● Apply what you read
a) In the DACA article, why did Min Ku Choi become ineligible during his family's green card application process?
b) List everything the DACA article says the program does for undocumented immigrants brought to the United States as children.
[Document excerpt]
Supreme Court's DACA decision could "destroy and erase everything," recipient says
Not a day goes by that 31-year-old Min Ku Choi doesn't worry about his immigration status. He's one of nearly 700,000 undocumented immigrants in the United States whose futures hinge on the Supreme Court's decision on the Trump administration's effort to end the Deferred Action for Childhood Arrivals program.
"I don't want to be living in constant fear," Choi said. "It really dictates the fate of my life and my future."
He told CBS News correspondent Carter Evans he can't imagine life outside the United States. "This is where my life is. This is where my job, my friends, my family is," he said.
DACA prevents undocumented immigrants brought to the United States as children from being deported and allows them to move around, work and pay taxes.
"It doesn't grant you any sort of legal status. It's sort of a temporary immunity so to speak," Choi said.
University of California President Janet Napolitano implemented DACA in 2012 when she served as Homeland Security secretary under President Barack Obama. "When a young person is raised in this country, our country has already invested in that young person," Napolitano said. "They've gone to our schools. … They're going to our universities and colleges. … They represent a population that our country should want to have among its citizenry."
Choi is a UC student working to become a pharmacist, currently doing part of his clinical rotation at a children's hospital in central California. He came to the United States from South Korea with his family when he was 15 years old. His parents and younger sister became legal U.S. residents, but during the family's green card application process, Choi became ineligible because he turned 21.
His fate is now in the hands of the Supreme Court, which will have to decide if President Trump's action to rescind DACA is valid. When the president announced his plans in 2017, he said in a statement, "I do not favor punishing children … But we must also recognize that … we are a nation of laws."
The Trump administration argues Obama overstepped his authority when he created DACA by executive action.
"I think the president does gets a lot of discretion to rescind previous executive action," said Ilya Shapiro, the director of the Robert A. Levy Center for Constitutional Studies at the Cato Institute, who wrote a brief for the court. "Remember this is not a law that he's rescinding, it's not even a regulation."
"I'm a supporter of DACA, of the DREAM act, of Congress passing legislation to provide lawful status and other benefits to people who are brought here illegally as children but the president can't do that by himself," Shapiro said.
[/Document excerpt]
[Excerpted data]
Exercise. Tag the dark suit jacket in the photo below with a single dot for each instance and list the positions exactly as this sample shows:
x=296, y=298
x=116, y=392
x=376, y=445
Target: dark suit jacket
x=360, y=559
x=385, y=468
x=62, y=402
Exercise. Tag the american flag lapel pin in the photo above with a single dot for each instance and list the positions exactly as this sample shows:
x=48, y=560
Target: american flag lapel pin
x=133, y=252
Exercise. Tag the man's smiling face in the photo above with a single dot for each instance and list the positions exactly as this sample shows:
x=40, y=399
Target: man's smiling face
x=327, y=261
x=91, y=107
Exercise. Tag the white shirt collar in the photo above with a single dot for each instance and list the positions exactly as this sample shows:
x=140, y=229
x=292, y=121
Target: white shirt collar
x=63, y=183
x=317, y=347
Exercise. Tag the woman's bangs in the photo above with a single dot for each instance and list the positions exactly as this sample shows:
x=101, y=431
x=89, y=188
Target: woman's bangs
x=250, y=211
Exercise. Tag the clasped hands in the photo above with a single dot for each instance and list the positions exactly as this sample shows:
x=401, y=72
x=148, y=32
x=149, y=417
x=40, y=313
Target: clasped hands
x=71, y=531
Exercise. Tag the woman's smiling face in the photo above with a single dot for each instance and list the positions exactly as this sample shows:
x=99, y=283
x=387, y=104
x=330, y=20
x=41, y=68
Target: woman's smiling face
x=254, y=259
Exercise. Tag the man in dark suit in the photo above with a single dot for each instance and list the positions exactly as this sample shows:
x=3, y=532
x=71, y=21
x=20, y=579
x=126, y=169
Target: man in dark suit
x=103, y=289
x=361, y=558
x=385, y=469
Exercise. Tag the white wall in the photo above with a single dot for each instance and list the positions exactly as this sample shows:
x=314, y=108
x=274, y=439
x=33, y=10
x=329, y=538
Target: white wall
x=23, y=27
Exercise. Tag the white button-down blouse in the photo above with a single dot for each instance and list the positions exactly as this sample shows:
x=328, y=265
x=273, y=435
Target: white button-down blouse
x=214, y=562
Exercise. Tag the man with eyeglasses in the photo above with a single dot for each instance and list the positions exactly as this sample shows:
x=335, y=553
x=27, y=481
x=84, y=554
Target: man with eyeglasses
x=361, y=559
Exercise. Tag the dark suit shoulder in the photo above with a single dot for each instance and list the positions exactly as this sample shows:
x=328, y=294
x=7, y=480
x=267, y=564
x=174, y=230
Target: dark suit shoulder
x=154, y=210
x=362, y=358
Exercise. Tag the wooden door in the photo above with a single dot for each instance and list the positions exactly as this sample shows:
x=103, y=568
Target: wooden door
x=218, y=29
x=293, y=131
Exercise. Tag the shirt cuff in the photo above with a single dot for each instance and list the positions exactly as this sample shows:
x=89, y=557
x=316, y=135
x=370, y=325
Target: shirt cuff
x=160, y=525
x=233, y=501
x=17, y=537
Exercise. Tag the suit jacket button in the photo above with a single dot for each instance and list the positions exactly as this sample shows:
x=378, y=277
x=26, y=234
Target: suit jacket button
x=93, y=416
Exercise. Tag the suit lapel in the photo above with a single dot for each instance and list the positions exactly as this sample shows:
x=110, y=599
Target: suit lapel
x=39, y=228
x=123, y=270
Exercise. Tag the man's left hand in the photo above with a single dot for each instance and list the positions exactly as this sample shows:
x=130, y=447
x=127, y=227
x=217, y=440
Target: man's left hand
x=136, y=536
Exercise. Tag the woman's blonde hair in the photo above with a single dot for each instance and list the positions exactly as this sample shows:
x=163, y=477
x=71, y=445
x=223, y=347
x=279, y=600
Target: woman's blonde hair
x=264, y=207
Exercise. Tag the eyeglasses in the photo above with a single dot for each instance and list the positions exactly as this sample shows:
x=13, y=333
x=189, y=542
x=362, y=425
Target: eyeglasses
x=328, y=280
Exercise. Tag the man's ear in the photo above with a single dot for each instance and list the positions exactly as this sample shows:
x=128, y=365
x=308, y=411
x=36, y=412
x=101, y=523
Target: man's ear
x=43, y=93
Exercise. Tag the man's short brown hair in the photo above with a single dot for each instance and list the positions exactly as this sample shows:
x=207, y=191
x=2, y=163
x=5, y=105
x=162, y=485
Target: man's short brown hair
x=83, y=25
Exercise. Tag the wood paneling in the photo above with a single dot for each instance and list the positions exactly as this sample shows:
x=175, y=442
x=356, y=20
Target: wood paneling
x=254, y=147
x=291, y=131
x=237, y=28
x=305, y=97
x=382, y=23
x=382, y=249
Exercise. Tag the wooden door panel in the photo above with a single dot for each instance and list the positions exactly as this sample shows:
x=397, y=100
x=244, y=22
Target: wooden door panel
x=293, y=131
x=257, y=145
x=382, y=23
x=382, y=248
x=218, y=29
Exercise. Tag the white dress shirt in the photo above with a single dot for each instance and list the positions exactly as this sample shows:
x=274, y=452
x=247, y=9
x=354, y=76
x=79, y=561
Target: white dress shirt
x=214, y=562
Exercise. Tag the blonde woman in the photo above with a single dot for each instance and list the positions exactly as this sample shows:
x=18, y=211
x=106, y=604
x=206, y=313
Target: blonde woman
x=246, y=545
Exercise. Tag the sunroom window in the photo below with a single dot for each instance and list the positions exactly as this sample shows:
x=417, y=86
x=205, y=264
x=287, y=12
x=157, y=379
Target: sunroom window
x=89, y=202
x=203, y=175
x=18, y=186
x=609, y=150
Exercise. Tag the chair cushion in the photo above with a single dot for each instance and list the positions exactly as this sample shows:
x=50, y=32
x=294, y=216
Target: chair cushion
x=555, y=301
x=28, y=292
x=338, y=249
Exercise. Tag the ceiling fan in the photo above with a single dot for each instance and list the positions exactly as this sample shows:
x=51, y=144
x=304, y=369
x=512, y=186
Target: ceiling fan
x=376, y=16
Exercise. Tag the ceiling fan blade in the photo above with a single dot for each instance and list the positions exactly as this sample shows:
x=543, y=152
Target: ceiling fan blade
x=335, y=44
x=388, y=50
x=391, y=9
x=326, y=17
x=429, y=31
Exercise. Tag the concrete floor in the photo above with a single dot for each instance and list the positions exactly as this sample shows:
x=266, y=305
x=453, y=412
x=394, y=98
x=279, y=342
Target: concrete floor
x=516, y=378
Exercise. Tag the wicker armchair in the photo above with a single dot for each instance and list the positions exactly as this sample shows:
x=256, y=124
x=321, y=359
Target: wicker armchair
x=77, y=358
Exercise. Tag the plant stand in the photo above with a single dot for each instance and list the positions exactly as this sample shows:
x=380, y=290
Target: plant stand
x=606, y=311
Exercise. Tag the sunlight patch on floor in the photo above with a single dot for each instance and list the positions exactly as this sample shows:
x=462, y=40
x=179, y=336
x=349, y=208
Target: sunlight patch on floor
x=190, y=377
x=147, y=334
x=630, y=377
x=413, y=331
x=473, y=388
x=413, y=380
[/Excerpted data]
● Answers provided
a) He turned 21.

b)
- Prevents them from being deported
- Allows them to move around
- Allows them to work
- Allows them to pay taxes